_Directions_
Copy the material below line for line, without altering anything.

Source data:
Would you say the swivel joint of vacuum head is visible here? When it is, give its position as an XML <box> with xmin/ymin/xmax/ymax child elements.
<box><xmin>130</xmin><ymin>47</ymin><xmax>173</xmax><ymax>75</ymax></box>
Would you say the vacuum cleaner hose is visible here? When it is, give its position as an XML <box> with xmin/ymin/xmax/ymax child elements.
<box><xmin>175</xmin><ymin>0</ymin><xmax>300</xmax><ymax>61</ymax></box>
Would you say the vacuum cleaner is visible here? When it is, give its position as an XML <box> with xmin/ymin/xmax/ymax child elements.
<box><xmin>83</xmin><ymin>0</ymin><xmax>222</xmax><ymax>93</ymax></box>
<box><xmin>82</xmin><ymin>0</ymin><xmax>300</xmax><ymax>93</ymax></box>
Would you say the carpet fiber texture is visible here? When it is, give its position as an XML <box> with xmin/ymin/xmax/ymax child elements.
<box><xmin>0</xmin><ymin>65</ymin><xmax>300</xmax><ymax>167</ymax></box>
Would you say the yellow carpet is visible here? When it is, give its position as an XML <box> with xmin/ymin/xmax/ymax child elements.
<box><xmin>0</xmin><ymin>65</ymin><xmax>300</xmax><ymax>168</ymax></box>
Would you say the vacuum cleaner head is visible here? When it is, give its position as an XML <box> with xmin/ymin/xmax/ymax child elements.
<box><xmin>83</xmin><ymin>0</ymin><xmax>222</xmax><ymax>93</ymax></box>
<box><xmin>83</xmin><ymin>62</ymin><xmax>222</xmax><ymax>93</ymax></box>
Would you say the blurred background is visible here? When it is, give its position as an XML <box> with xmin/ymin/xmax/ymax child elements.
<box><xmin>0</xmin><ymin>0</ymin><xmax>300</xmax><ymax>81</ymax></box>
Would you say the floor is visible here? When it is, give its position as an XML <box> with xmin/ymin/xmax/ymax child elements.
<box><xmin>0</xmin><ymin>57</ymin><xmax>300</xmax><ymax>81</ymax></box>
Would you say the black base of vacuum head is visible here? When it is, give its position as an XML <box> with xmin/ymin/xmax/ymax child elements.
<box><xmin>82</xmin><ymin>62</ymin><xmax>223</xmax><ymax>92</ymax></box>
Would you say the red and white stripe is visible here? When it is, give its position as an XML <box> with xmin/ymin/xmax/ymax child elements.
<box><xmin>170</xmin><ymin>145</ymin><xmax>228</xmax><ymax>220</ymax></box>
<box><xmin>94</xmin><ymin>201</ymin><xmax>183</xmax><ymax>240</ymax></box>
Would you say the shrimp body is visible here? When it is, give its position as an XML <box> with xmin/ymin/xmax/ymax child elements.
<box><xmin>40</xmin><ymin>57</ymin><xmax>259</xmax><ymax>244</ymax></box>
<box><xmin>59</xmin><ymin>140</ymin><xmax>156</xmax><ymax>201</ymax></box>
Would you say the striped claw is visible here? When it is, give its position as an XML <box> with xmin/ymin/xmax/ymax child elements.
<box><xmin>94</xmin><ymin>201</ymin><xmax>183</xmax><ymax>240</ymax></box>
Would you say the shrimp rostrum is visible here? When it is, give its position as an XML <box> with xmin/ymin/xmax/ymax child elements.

_Reply to the exercise_
Would you say the swivel joint of vacuum head is visible here? When it is, give its position as an XML <box> with xmin/ymin/xmax/ymax child elements.
<box><xmin>130</xmin><ymin>47</ymin><xmax>173</xmax><ymax>75</ymax></box>
Would you say the vacuum cleaner hose is visible here? When it is, give its position as an XML <box> with xmin/ymin/xmax/ymax child elements.
<box><xmin>175</xmin><ymin>0</ymin><xmax>300</xmax><ymax>61</ymax></box>
Would you say the vacuum cleaner is visible here? When it is, give its position as an XML <box> with xmin/ymin/xmax/ymax child elements.
<box><xmin>83</xmin><ymin>0</ymin><xmax>222</xmax><ymax>93</ymax></box>
<box><xmin>82</xmin><ymin>0</ymin><xmax>300</xmax><ymax>93</ymax></box>
Would you say the carpet fiber texture is visible here? When it is, give its position as an XML <box> with xmin/ymin/xmax/ymax child elements.
<box><xmin>0</xmin><ymin>65</ymin><xmax>300</xmax><ymax>167</ymax></box>
Would you say the yellow carpet is visible here? When it is, give its position as an XML <box> with xmin/ymin/xmax/ymax child elements.
<box><xmin>0</xmin><ymin>65</ymin><xmax>300</xmax><ymax>168</ymax></box>
Would you say the vacuum cleaner head is visible here? When it is, give its position as an XML <box> with xmin/ymin/xmax/ymax child elements.
<box><xmin>83</xmin><ymin>0</ymin><xmax>222</xmax><ymax>93</ymax></box>
<box><xmin>83</xmin><ymin>62</ymin><xmax>222</xmax><ymax>93</ymax></box>
Would you say the blurred background is visible here? When it is, give its position as an XML <box> with xmin/ymin/xmax/ymax child elements.
<box><xmin>0</xmin><ymin>0</ymin><xmax>300</xmax><ymax>81</ymax></box>
Would you say the floor is visible here? When it is, give its position as an XML <box> with xmin/ymin/xmax/ymax child elements.
<box><xmin>0</xmin><ymin>57</ymin><xmax>300</xmax><ymax>81</ymax></box>
Would you say the black base of vacuum head is visible here? When it is, give its position as an XML <box> with xmin/ymin/xmax/ymax child elements.
<box><xmin>82</xmin><ymin>62</ymin><xmax>223</xmax><ymax>92</ymax></box>
Would you say the red and white stripe is visible here? When it is, give its position as an XML <box> with xmin/ymin/xmax/ymax child elements.
<box><xmin>170</xmin><ymin>145</ymin><xmax>228</xmax><ymax>220</ymax></box>
<box><xmin>94</xmin><ymin>201</ymin><xmax>183</xmax><ymax>240</ymax></box>
Would you say the shrimp body is visible here? When it is, give its position as an XML <box> with xmin/ymin/xmax/ymax child elements.
<box><xmin>40</xmin><ymin>57</ymin><xmax>259</xmax><ymax>244</ymax></box>
<box><xmin>59</xmin><ymin>140</ymin><xmax>156</xmax><ymax>201</ymax></box>
Would you say the striped claw is visible here? When it is, give its position as an XML <box> with xmin/ymin/xmax/ymax child elements.
<box><xmin>94</xmin><ymin>201</ymin><xmax>183</xmax><ymax>240</ymax></box>
Would you say the shrimp rostrum is visible here? When it is, give its position as an XML <box> with xmin/ymin/xmax/ymax child elements.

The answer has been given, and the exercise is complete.